══ Data for processing ══

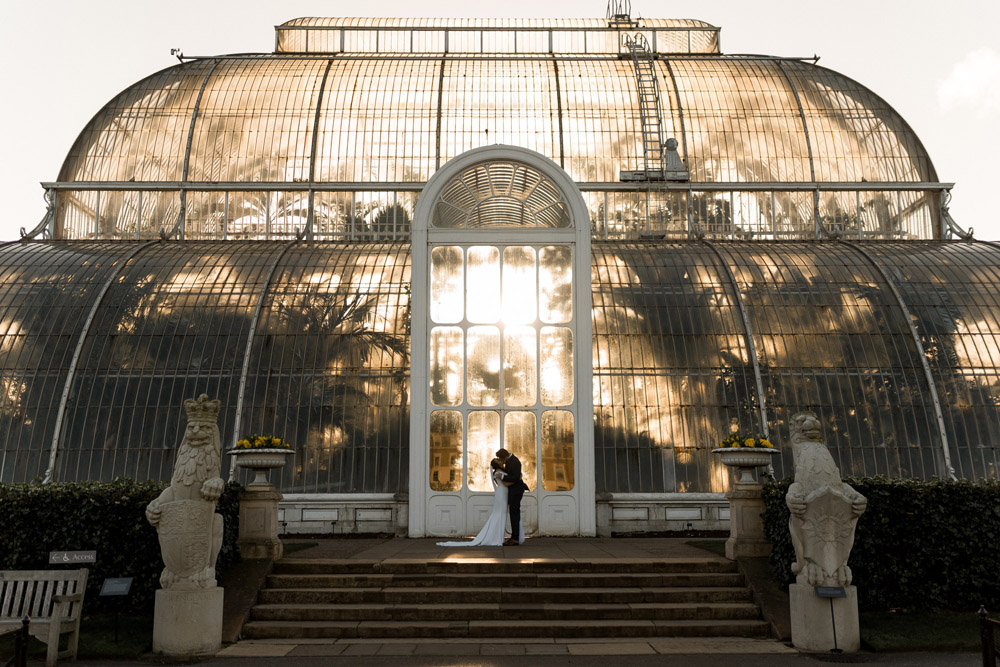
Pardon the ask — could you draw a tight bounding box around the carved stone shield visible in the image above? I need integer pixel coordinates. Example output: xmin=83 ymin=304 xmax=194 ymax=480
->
xmin=159 ymin=500 xmax=215 ymax=577
xmin=802 ymin=486 xmax=857 ymax=585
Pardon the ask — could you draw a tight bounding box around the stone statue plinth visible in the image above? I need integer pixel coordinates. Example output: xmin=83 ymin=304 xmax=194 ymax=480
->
xmin=153 ymin=586 xmax=225 ymax=658
xmin=146 ymin=394 xmax=225 ymax=657
xmin=788 ymin=584 xmax=861 ymax=653
xmin=785 ymin=412 xmax=868 ymax=652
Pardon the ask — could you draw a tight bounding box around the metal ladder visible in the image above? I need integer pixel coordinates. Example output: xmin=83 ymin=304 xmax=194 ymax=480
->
xmin=625 ymin=33 xmax=664 ymax=181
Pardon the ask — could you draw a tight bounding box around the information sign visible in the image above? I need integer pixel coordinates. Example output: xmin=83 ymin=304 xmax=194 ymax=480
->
xmin=814 ymin=586 xmax=847 ymax=598
xmin=99 ymin=577 xmax=132 ymax=597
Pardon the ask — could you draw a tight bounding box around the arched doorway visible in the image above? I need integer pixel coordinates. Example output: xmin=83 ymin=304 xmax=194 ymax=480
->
xmin=409 ymin=146 xmax=595 ymax=537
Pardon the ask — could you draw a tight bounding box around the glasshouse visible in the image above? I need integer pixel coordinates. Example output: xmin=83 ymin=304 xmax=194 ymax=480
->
xmin=0 ymin=12 xmax=1000 ymax=536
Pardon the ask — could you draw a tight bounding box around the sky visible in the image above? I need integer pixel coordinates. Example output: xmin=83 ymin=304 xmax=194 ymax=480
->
xmin=0 ymin=0 xmax=1000 ymax=241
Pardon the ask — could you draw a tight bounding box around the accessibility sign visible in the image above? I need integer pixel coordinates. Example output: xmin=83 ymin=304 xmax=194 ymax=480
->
xmin=49 ymin=551 xmax=97 ymax=565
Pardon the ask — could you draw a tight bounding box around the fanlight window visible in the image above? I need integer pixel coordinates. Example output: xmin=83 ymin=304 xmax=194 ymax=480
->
xmin=432 ymin=162 xmax=570 ymax=229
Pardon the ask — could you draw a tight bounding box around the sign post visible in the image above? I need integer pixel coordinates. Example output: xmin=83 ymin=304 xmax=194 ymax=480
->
xmin=98 ymin=577 xmax=132 ymax=644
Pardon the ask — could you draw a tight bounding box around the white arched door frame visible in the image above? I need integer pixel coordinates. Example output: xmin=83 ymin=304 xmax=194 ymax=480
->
xmin=408 ymin=145 xmax=597 ymax=537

═══

▶ _Requirements_
Convert every line of the material into a JSON array of strings, with one string per line and blank lines skipped. Omit the pictures from the output.

▶ _Answer for the task_
[
  "Pardon the ask — could you draw a tight bounding box around the carved stone shield visible in the image above? I need integer pixel coordinates. Example output: xmin=83 ymin=304 xmax=194 ymax=480",
  "->",
  "xmin=159 ymin=500 xmax=215 ymax=577",
  "xmin=802 ymin=486 xmax=857 ymax=585",
  "Pardon the ask — could you draw a tight bounding box around the stone statue plinth visible in the image above? I need integer pixel coordinates. Example output: xmin=83 ymin=304 xmax=194 ymax=480",
  "->",
  "xmin=153 ymin=586 xmax=225 ymax=658",
  "xmin=146 ymin=394 xmax=225 ymax=657",
  "xmin=788 ymin=584 xmax=861 ymax=653",
  "xmin=785 ymin=412 xmax=868 ymax=652",
  "Pardon the ask — could you draw a tight bounding box around the metal ladder visible in the image above? I need integer pixel coordinates. Example output: xmin=83 ymin=304 xmax=194 ymax=480",
  "->",
  "xmin=625 ymin=33 xmax=664 ymax=181",
  "Pardon the ask — could you draw a tight bounding box around the information sign visible in the image above? I need integer pixel coordinates. Example output: xmin=83 ymin=304 xmax=194 ymax=480",
  "->",
  "xmin=814 ymin=586 xmax=847 ymax=598",
  "xmin=99 ymin=577 xmax=132 ymax=597",
  "Pardon the ask — could you draw a tight bounding box around the arched doorway visible in the image above? I need integer pixel coordinates. Example output: xmin=83 ymin=304 xmax=194 ymax=480",
  "->",
  "xmin=409 ymin=146 xmax=595 ymax=537",
  "Pardon the ask — could you draw a tight bounding box around the glasshouse visible in the image above? I need integer pixel coordinates. Example output: xmin=83 ymin=304 xmax=194 ymax=480",
  "->",
  "xmin=0 ymin=12 xmax=1000 ymax=536",
  "Pardon the ask — could you draw a tight bounding box around the sky visible in the image above? I need integer pixel coordinates. Example output: xmin=83 ymin=304 xmax=194 ymax=480",
  "->",
  "xmin=0 ymin=0 xmax=1000 ymax=241",
  "Pardon the ask — could you draw a tight bounding box around the accessibility sign visible in the image above? I need integer pixel coordinates. Example output: xmin=83 ymin=304 xmax=194 ymax=480",
  "->",
  "xmin=49 ymin=551 xmax=97 ymax=565",
  "Pardon the ask — could you draw a tight bounding box around the fanlight window visible in the image above? I need integer pixel coordinates. Example output: xmin=83 ymin=304 xmax=194 ymax=480",
  "->",
  "xmin=432 ymin=162 xmax=570 ymax=229",
  "Pardon the ask — could you draw a tight bounding box around the sign post visible in the image above? I need integer pixel coordinates. Example output: xmin=83 ymin=304 xmax=194 ymax=480",
  "->",
  "xmin=98 ymin=577 xmax=132 ymax=644",
  "Pardon the ask — could you draw a tight bounding box around the white arched door frame visible in the image above? I need integer pixel coordinates. Example output: xmin=83 ymin=304 xmax=194 ymax=480",
  "->",
  "xmin=408 ymin=145 xmax=597 ymax=537"
]